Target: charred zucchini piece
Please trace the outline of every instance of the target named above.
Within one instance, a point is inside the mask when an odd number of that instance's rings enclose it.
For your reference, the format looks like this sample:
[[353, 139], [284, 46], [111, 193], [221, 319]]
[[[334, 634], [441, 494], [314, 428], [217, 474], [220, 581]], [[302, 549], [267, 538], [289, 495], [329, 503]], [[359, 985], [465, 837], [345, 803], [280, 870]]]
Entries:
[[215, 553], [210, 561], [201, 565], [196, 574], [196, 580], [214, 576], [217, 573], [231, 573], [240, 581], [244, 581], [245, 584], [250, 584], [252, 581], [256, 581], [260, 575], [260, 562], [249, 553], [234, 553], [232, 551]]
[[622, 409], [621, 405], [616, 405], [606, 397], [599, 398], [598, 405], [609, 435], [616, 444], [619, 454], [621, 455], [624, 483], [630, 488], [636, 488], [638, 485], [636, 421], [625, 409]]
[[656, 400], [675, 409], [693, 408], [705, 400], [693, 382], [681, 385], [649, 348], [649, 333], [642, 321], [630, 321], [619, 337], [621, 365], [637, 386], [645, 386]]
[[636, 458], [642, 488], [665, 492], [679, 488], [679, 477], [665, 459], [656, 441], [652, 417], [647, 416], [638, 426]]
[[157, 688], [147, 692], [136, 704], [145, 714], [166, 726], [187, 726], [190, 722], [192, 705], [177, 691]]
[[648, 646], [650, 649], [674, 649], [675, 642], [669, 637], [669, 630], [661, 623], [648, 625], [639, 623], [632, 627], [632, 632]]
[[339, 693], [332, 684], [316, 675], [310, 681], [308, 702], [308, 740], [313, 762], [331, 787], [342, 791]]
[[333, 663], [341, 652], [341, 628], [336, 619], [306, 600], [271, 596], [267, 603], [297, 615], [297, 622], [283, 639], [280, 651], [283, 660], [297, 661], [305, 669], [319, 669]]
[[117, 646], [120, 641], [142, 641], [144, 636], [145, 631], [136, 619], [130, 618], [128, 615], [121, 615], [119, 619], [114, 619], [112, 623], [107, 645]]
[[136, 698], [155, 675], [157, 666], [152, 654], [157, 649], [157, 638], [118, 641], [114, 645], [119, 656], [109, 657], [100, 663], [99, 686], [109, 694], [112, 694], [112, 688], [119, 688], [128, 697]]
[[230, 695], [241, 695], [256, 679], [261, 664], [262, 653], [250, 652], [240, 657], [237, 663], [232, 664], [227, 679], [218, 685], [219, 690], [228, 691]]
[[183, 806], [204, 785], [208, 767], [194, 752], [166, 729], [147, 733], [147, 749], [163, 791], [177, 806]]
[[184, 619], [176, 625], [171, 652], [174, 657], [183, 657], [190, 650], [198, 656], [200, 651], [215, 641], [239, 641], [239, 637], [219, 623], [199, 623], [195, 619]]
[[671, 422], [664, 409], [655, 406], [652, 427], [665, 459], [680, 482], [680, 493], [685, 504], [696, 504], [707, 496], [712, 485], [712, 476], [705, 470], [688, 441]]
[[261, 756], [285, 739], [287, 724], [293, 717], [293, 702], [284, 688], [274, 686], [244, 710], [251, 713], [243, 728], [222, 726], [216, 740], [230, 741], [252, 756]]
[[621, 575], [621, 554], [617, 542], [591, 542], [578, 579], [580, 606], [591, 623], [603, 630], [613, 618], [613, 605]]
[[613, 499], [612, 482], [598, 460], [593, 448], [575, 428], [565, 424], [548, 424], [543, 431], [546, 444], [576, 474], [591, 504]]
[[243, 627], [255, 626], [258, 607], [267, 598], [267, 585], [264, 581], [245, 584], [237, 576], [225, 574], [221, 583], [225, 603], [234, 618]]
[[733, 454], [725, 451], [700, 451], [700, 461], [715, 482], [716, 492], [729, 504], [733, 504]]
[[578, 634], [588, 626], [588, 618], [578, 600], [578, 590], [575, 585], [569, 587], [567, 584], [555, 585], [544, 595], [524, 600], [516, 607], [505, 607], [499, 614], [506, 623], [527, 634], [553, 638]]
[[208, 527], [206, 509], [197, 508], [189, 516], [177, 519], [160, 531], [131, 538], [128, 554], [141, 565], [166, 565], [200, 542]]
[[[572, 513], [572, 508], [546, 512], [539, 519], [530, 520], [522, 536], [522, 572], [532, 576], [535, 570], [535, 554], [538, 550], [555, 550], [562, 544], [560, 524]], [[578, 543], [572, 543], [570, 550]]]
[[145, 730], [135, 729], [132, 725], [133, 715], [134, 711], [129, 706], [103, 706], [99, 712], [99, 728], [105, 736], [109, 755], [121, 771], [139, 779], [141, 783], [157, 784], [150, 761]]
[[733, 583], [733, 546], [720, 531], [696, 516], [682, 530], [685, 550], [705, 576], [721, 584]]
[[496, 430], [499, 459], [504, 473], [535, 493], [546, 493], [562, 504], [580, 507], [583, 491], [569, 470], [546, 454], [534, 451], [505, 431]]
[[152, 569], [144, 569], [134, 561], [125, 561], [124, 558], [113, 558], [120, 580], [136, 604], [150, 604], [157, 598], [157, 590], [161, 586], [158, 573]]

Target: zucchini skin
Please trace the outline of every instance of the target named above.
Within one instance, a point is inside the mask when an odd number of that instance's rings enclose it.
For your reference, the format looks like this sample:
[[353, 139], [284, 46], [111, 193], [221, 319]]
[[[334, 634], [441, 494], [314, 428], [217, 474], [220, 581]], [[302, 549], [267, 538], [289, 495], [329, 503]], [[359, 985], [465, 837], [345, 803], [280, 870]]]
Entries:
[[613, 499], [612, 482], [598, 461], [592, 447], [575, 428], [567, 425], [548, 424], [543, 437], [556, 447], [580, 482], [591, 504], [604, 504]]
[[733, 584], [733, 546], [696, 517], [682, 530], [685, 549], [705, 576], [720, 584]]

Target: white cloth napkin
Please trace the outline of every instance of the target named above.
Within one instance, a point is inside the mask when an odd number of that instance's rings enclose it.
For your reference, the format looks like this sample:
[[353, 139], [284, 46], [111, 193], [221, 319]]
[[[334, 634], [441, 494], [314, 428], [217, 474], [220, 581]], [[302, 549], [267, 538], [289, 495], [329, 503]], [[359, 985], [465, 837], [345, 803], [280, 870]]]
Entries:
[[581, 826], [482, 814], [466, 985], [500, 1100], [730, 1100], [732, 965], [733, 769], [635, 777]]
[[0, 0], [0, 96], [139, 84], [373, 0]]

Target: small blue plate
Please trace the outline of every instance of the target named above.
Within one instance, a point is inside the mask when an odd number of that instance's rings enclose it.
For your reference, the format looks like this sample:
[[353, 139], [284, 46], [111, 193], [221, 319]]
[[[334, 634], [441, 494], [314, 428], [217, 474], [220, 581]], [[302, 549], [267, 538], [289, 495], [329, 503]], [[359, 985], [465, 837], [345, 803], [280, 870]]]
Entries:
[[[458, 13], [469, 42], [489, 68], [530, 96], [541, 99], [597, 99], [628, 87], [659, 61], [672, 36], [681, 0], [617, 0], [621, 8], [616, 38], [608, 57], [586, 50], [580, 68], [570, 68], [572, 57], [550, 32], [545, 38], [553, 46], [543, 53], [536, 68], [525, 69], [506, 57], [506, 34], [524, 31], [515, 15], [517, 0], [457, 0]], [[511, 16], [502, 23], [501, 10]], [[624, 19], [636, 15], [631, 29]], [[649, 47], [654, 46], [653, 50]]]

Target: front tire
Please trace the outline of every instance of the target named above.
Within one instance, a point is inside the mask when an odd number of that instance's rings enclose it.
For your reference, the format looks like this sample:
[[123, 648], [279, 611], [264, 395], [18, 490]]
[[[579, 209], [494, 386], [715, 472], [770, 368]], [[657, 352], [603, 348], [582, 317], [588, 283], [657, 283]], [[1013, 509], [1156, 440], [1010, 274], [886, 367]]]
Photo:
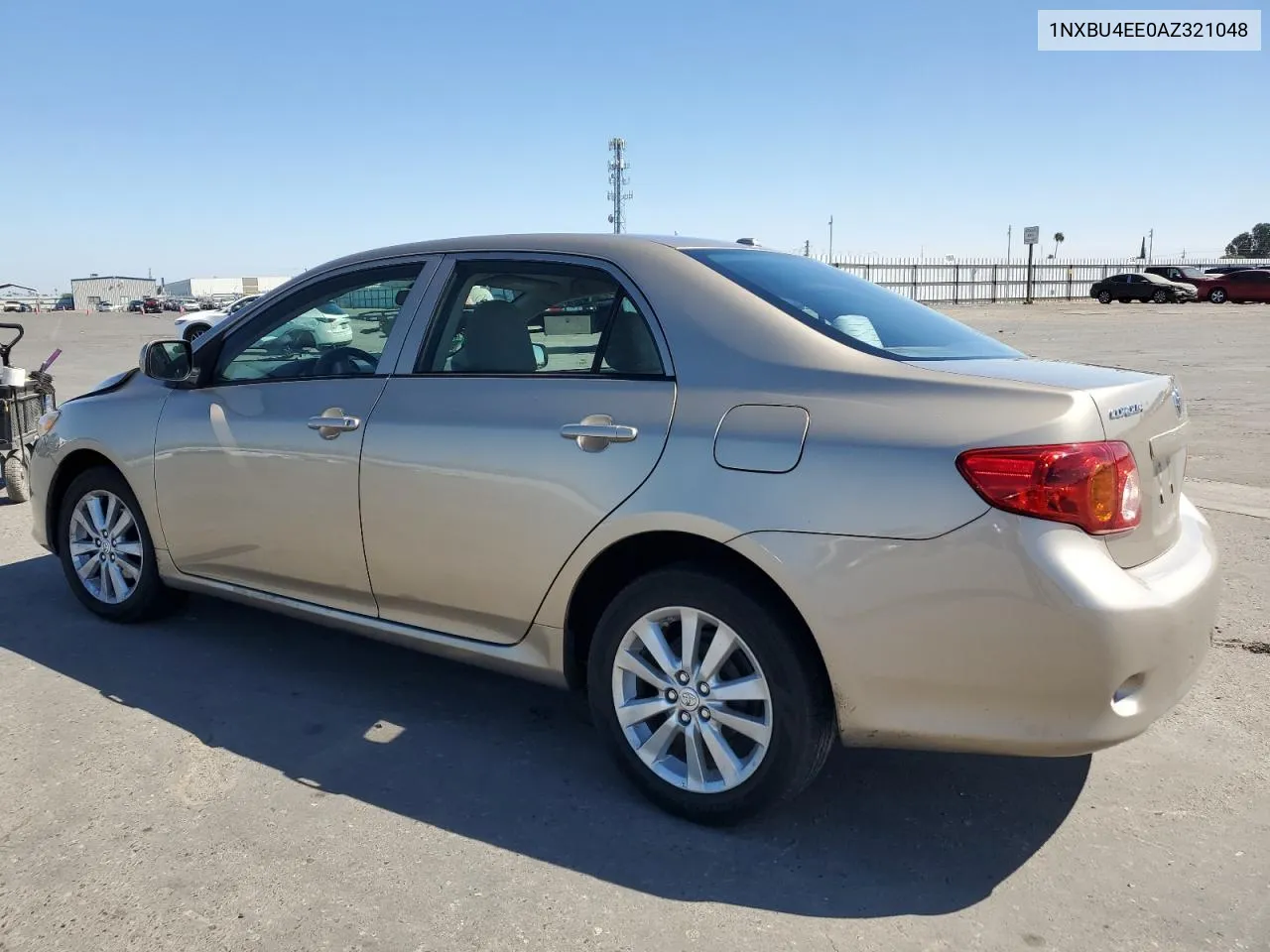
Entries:
[[67, 486], [57, 552], [75, 597], [112, 622], [156, 618], [178, 595], [163, 584], [141, 504], [116, 470], [94, 467]]
[[801, 792], [836, 735], [833, 696], [785, 613], [740, 585], [672, 567], [625, 588], [596, 627], [591, 708], [653, 803], [730, 825]]
[[27, 461], [22, 453], [6, 456], [4, 459], [4, 487], [10, 503], [25, 503], [30, 499], [30, 476]]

++++++++

● **Aim of the exercise**: Write out the listing word for word, starting at the line that contains "Target: front tire" and ending at the end of the listing. Leave the picture out of your answer.

● **Solution for this task**:
Target: front tire
Please trace the outline of every instance of the target named above.
Within one instance, a point is inside the mask when an odd number of that instance's rings enclose it.
For your reference, the format looks like this sample:
[[123, 648], [279, 611], [264, 395], [18, 490]]
[[[579, 209], [494, 386], [715, 472], [770, 368]], [[657, 352], [603, 348], [582, 317], [588, 283], [657, 283]], [[1013, 509], [1156, 440], [1010, 274], [886, 367]]]
Photo:
Entries:
[[67, 486], [57, 552], [75, 597], [112, 622], [156, 618], [178, 595], [163, 584], [141, 504], [116, 470], [94, 467]]
[[801, 792], [836, 735], [833, 696], [785, 613], [740, 585], [672, 567], [625, 588], [596, 627], [591, 708], [653, 803], [730, 825]]
[[27, 461], [22, 453], [6, 456], [4, 459], [4, 487], [10, 503], [25, 503], [30, 499], [30, 476]]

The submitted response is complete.